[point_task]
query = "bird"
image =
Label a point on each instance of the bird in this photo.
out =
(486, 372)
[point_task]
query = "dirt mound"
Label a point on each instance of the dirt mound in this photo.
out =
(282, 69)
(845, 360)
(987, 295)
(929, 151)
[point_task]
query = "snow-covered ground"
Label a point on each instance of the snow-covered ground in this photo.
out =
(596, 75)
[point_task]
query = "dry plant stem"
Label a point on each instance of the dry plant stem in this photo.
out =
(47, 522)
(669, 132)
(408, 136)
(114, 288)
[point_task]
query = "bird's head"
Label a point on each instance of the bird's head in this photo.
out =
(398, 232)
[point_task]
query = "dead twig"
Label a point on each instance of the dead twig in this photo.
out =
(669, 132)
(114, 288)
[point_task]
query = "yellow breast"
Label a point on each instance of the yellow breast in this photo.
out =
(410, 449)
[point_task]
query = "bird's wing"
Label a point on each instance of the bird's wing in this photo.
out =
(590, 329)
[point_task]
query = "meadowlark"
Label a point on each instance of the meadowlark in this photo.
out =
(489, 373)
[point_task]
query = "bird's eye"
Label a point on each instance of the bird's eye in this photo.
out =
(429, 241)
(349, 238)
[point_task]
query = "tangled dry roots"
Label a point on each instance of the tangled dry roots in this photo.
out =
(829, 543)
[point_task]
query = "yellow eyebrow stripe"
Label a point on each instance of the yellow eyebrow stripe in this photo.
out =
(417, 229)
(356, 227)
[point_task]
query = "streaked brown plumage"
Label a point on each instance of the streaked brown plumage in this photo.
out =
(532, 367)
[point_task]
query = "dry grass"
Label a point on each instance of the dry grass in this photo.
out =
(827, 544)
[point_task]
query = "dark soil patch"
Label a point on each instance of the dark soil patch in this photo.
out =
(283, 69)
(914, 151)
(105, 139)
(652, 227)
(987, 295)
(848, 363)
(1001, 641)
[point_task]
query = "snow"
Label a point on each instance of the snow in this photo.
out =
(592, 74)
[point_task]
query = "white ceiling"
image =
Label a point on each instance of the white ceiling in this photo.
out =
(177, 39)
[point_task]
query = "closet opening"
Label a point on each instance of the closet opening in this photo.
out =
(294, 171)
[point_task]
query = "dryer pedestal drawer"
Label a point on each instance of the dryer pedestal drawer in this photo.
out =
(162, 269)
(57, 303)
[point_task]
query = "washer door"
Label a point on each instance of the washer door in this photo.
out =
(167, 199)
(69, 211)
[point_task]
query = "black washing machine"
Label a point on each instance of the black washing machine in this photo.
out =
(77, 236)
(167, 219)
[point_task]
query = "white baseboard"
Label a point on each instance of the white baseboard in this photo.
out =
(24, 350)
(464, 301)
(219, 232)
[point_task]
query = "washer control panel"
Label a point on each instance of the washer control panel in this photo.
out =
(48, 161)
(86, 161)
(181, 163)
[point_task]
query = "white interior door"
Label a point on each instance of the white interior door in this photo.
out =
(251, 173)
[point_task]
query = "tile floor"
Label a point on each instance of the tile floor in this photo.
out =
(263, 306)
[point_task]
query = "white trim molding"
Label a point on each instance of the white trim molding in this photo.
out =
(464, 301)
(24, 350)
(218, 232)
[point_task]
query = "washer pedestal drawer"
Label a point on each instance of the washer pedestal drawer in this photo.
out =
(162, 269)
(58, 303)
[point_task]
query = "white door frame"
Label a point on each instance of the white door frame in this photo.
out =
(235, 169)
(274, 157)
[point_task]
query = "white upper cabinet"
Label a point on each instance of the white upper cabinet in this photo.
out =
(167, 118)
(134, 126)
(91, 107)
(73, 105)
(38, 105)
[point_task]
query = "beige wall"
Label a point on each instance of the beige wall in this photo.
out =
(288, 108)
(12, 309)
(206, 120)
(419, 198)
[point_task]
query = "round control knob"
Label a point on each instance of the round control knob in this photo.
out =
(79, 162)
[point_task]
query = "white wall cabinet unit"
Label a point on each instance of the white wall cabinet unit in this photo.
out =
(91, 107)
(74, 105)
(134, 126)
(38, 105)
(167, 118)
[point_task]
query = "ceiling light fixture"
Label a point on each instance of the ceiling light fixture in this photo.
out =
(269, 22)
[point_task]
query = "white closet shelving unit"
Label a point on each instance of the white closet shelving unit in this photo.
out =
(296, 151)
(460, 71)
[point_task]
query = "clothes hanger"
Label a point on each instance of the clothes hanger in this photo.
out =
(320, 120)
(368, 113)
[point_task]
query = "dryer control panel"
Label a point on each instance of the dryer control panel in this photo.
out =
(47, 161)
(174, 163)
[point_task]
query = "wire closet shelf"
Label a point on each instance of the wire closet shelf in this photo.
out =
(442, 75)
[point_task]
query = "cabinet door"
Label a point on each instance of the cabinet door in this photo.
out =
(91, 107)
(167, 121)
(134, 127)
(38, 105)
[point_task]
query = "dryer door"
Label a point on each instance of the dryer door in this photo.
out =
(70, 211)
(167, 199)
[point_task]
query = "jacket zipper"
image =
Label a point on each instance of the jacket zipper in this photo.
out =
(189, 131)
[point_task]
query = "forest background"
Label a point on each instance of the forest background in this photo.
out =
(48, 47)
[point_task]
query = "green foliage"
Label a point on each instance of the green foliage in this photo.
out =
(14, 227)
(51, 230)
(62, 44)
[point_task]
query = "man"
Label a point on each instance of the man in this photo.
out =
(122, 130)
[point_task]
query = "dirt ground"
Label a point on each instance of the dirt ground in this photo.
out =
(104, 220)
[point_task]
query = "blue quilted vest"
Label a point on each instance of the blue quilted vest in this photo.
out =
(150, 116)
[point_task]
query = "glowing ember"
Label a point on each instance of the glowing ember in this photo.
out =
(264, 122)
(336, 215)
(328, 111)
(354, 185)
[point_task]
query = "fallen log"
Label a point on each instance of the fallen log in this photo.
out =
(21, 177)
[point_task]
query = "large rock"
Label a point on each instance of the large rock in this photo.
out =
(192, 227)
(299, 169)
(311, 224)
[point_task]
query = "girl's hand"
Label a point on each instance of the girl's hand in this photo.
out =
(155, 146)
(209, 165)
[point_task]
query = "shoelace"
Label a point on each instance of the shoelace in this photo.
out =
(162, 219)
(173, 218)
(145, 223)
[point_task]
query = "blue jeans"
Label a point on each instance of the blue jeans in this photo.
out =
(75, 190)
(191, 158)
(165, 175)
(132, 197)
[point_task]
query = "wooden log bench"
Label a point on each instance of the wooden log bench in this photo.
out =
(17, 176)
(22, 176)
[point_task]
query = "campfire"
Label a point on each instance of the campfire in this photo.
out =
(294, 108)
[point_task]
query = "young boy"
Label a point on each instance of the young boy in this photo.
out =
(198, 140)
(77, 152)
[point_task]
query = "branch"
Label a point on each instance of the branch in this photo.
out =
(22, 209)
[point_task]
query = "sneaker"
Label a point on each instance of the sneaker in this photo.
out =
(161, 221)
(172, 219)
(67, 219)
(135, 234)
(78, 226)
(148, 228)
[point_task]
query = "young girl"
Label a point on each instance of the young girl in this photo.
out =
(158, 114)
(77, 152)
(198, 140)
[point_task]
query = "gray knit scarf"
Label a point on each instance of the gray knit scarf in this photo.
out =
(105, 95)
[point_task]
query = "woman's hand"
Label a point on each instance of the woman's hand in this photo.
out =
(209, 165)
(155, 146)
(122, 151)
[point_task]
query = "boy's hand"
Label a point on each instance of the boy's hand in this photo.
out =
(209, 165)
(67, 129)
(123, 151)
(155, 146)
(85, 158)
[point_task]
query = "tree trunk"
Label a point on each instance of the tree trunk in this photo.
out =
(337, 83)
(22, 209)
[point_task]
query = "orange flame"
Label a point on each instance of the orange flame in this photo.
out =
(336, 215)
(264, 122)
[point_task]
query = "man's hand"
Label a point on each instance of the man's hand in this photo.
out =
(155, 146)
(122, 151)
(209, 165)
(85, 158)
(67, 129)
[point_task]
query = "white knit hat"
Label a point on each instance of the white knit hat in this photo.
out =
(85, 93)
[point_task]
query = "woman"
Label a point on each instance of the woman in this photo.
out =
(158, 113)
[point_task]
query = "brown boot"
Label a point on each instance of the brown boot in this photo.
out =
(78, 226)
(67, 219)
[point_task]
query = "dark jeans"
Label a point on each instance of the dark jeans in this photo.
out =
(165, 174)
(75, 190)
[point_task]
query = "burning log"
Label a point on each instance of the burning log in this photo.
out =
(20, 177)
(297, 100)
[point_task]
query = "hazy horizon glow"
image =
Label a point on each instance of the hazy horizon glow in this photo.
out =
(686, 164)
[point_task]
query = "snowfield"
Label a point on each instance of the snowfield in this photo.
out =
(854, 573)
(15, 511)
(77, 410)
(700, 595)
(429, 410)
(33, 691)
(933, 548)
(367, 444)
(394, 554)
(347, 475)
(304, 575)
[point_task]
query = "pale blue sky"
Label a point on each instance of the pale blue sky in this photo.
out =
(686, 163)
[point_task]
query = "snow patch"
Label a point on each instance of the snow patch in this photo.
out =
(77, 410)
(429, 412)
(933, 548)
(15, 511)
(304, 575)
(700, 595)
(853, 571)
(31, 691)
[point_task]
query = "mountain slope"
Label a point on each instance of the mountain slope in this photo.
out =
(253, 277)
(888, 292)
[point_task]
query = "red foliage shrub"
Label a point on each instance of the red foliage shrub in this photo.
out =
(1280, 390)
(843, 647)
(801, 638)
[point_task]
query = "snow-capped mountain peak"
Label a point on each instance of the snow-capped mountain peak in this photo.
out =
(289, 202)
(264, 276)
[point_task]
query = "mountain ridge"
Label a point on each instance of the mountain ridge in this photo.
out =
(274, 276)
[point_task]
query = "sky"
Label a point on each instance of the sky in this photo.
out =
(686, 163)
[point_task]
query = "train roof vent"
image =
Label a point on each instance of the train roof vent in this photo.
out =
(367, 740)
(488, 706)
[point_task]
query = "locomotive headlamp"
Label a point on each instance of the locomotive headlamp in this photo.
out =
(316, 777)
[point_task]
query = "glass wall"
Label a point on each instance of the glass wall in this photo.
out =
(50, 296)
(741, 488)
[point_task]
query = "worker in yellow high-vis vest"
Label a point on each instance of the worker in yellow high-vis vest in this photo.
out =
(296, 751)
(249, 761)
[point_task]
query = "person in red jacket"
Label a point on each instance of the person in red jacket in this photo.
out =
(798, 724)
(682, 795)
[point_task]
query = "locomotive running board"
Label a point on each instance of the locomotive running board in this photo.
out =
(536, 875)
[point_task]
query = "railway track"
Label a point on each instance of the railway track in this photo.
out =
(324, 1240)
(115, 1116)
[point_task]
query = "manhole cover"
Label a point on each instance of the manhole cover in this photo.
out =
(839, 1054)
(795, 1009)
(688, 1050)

◆ ◆ ◆ ◆

» **What you need to do**
Lines with "burning": state how many there are in the records, and nothing more.

» **Result below**
2